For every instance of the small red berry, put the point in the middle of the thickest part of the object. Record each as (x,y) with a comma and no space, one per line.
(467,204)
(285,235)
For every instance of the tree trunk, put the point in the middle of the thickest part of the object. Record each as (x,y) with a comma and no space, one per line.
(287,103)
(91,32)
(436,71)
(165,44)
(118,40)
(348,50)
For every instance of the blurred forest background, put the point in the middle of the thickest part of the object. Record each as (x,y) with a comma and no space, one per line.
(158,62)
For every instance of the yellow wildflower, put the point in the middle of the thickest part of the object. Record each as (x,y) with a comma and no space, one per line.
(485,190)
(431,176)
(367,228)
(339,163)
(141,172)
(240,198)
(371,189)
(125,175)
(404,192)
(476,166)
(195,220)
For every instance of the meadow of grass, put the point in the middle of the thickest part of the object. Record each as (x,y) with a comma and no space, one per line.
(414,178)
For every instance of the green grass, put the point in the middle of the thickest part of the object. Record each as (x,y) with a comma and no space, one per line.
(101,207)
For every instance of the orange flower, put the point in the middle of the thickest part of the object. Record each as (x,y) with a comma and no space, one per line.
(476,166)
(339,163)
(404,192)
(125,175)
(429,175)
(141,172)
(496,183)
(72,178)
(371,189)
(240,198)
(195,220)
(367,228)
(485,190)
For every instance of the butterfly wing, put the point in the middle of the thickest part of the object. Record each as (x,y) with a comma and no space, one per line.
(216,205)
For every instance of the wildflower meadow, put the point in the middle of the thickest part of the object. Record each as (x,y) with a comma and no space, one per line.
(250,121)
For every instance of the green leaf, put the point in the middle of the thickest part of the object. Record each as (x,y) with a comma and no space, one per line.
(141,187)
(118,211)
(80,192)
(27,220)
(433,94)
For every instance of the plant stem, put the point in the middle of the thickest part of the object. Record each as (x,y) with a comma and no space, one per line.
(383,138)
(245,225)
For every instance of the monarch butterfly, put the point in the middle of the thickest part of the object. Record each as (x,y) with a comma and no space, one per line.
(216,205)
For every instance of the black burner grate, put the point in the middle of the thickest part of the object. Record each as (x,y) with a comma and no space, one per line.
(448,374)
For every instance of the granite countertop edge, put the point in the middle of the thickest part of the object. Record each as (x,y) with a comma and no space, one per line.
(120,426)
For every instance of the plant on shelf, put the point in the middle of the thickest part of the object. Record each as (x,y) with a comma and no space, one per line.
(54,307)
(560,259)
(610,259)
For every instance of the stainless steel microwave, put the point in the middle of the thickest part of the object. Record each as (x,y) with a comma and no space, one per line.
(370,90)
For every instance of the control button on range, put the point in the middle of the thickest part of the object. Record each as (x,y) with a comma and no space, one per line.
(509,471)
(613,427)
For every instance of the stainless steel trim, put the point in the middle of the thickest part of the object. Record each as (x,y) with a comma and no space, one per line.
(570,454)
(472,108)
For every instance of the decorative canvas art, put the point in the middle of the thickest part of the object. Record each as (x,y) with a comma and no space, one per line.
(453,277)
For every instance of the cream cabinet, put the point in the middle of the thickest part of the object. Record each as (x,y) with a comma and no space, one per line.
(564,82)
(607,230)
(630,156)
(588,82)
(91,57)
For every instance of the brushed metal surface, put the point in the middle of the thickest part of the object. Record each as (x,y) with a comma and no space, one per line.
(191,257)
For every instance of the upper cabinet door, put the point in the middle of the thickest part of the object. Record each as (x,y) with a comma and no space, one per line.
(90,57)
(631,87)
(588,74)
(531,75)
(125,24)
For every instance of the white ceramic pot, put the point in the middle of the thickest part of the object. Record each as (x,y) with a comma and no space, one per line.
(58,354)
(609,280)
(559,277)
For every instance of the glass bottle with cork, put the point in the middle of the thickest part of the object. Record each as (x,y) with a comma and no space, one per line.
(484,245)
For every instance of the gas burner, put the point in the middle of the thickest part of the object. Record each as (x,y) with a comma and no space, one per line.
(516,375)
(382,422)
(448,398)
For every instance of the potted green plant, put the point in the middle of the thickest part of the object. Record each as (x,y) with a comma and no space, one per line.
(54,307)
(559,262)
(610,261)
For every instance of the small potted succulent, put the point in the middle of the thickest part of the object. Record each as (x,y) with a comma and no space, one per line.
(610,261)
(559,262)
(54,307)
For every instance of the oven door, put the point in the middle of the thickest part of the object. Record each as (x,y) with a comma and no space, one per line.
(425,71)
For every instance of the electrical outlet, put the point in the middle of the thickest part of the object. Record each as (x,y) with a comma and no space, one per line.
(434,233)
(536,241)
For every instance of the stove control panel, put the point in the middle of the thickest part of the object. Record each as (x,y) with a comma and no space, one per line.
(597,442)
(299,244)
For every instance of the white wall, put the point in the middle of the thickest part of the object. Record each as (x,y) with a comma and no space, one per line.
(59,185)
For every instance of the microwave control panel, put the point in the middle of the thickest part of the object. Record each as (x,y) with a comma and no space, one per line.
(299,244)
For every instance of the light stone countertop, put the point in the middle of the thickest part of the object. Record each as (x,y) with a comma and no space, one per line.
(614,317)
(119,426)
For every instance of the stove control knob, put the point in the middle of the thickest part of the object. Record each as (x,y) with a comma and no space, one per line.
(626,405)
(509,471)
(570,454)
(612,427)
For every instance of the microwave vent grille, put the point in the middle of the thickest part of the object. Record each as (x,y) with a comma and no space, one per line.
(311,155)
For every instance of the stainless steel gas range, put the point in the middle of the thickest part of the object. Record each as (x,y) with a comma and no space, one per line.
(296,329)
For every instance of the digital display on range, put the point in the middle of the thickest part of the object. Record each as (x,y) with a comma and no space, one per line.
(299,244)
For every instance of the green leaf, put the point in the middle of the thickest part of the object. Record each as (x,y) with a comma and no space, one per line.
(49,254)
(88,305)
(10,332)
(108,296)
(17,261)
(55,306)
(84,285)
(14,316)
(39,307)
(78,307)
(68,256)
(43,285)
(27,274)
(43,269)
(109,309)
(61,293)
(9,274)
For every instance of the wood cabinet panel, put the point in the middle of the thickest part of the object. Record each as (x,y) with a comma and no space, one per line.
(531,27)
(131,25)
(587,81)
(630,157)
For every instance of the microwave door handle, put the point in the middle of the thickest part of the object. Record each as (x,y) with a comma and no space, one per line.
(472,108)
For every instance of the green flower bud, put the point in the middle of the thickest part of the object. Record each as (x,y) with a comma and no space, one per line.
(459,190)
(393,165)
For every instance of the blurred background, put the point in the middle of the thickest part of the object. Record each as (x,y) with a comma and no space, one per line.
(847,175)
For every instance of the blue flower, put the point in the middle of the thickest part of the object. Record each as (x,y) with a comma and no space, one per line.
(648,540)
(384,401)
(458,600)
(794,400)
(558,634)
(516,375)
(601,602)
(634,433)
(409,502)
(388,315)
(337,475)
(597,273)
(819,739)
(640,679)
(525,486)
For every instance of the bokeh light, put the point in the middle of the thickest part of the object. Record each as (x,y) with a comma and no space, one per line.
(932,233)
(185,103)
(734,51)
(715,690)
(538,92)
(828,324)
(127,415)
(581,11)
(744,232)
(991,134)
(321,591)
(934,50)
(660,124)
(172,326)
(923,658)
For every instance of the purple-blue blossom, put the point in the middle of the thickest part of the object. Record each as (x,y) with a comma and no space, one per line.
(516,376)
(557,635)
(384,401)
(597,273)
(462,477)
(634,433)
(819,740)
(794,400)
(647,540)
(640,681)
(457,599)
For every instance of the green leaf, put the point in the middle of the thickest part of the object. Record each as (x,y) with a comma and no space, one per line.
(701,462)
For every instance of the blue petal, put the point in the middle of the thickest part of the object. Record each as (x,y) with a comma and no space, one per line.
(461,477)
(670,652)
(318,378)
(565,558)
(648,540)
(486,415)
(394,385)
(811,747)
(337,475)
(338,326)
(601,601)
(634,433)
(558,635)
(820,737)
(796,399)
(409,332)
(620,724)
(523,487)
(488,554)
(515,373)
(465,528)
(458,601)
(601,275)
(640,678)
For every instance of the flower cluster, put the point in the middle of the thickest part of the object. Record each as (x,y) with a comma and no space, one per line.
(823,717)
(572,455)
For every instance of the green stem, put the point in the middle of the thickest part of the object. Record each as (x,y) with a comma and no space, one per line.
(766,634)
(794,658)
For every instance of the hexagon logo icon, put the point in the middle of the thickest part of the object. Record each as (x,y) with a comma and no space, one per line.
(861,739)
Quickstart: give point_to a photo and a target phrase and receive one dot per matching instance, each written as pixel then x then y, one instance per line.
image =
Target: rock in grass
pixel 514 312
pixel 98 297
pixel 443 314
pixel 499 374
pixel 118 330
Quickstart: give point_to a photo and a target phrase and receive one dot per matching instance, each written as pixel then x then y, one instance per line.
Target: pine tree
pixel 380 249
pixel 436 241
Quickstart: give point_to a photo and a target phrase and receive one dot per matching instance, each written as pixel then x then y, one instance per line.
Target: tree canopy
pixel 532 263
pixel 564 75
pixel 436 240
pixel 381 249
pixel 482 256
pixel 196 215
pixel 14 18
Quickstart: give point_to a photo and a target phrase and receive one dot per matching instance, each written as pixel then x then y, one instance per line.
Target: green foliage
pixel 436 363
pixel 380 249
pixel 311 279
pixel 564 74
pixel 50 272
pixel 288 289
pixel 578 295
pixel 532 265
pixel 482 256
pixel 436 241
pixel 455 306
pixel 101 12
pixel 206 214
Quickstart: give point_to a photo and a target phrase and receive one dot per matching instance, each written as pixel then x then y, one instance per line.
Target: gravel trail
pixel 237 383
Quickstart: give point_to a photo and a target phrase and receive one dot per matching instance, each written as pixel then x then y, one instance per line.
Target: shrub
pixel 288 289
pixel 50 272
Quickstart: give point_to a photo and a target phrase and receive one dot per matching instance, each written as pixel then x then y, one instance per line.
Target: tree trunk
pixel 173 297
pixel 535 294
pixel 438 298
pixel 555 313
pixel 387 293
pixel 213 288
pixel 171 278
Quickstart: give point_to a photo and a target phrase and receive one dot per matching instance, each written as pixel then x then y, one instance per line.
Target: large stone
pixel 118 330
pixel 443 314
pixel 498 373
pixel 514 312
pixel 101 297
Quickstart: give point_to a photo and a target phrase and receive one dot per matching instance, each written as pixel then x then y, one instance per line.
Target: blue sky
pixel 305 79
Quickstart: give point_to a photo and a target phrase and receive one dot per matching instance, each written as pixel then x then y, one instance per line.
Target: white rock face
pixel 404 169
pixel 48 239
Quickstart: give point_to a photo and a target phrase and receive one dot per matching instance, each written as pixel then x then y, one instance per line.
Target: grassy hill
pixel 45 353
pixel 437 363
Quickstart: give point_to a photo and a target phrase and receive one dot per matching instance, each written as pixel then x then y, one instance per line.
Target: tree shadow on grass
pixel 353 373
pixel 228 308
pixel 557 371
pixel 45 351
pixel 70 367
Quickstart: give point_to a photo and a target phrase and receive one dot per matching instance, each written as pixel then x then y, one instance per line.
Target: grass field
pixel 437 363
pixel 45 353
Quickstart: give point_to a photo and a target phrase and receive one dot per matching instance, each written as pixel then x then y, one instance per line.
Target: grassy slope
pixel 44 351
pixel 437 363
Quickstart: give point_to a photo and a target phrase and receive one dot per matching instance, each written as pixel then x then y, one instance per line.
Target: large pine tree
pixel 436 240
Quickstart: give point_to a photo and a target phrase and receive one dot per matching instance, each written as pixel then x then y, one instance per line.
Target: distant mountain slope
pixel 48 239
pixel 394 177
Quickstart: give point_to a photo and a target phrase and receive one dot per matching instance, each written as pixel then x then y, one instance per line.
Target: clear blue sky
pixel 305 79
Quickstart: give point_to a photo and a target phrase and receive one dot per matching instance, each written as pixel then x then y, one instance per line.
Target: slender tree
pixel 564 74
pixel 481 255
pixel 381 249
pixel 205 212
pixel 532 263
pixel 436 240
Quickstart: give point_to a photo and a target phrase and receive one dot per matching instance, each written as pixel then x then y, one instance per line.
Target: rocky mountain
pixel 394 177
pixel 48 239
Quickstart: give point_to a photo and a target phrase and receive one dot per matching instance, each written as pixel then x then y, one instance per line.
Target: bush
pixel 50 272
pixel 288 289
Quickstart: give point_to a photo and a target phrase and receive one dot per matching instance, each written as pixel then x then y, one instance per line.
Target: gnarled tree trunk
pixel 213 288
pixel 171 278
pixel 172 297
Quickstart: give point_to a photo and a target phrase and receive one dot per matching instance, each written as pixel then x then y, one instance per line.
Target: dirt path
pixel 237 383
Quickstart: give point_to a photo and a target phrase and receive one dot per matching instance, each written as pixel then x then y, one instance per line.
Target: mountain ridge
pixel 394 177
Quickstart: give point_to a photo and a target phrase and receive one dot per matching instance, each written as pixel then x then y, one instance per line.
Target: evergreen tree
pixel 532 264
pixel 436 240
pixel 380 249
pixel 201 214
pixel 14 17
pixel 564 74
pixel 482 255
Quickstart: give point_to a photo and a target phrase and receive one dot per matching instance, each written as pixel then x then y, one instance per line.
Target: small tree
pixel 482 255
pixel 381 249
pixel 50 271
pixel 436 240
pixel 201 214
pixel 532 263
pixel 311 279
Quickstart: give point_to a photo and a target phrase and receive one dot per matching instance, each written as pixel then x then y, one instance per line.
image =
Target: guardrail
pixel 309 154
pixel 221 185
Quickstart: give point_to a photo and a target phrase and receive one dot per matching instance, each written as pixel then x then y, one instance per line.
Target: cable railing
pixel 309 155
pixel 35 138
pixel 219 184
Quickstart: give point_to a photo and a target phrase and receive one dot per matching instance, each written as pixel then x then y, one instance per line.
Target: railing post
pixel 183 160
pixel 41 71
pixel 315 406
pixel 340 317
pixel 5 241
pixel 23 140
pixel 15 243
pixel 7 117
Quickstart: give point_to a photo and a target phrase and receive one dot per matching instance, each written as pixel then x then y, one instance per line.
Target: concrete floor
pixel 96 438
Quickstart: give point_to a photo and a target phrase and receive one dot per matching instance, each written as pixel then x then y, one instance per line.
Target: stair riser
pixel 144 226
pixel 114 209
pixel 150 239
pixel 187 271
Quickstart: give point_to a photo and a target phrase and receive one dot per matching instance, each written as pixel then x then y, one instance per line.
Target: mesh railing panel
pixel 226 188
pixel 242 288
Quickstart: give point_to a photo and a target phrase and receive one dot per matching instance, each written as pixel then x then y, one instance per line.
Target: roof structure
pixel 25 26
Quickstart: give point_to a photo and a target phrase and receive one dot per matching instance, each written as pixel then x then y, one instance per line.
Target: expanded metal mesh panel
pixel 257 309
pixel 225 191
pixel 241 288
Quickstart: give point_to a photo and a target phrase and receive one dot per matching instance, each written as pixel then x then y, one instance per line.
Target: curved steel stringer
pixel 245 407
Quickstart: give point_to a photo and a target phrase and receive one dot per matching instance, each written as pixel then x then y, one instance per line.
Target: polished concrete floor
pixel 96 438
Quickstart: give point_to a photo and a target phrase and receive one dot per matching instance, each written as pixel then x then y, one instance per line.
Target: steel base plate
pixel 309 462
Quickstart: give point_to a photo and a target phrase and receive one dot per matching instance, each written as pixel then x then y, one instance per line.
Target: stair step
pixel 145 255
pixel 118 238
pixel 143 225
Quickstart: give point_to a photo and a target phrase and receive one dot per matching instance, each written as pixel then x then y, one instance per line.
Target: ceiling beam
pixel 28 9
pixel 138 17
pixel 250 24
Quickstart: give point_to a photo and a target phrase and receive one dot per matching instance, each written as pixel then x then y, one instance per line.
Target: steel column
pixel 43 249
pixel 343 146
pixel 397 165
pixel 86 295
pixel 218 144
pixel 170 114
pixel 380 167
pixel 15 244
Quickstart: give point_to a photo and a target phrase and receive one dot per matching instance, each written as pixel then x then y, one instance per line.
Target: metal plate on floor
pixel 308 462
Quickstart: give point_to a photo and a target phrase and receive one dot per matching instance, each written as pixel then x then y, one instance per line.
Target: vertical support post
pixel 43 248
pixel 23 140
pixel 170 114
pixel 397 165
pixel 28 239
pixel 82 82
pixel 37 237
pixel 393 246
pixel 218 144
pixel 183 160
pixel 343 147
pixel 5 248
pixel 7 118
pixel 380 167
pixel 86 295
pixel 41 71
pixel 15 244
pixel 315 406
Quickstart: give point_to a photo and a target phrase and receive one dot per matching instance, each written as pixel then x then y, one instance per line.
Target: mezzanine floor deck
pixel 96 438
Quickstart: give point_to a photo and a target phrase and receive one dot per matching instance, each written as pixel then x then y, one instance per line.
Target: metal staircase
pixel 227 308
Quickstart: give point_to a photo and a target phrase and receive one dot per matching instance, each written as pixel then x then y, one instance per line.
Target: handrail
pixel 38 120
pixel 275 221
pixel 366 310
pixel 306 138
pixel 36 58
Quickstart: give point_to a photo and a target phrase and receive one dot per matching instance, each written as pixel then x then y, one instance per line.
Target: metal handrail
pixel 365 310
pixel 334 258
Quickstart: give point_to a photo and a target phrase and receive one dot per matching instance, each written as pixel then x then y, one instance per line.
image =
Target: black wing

» **WRITTEN INSTRUCTION**
Which lines above contain the word "metal"? Find every one, treating uppercase and lowercase as different, and copy each of those lines in full.

» **THE SOLUTION**
For every instance of the brushed metal surface, put the point in the middle of the thickest part of the object. Record each as (x,y) with a comma and no space, one per line.
Target: expanded metal mesh panel
Target: metal plate on floor
Target: metal staircase
Target: metal handrail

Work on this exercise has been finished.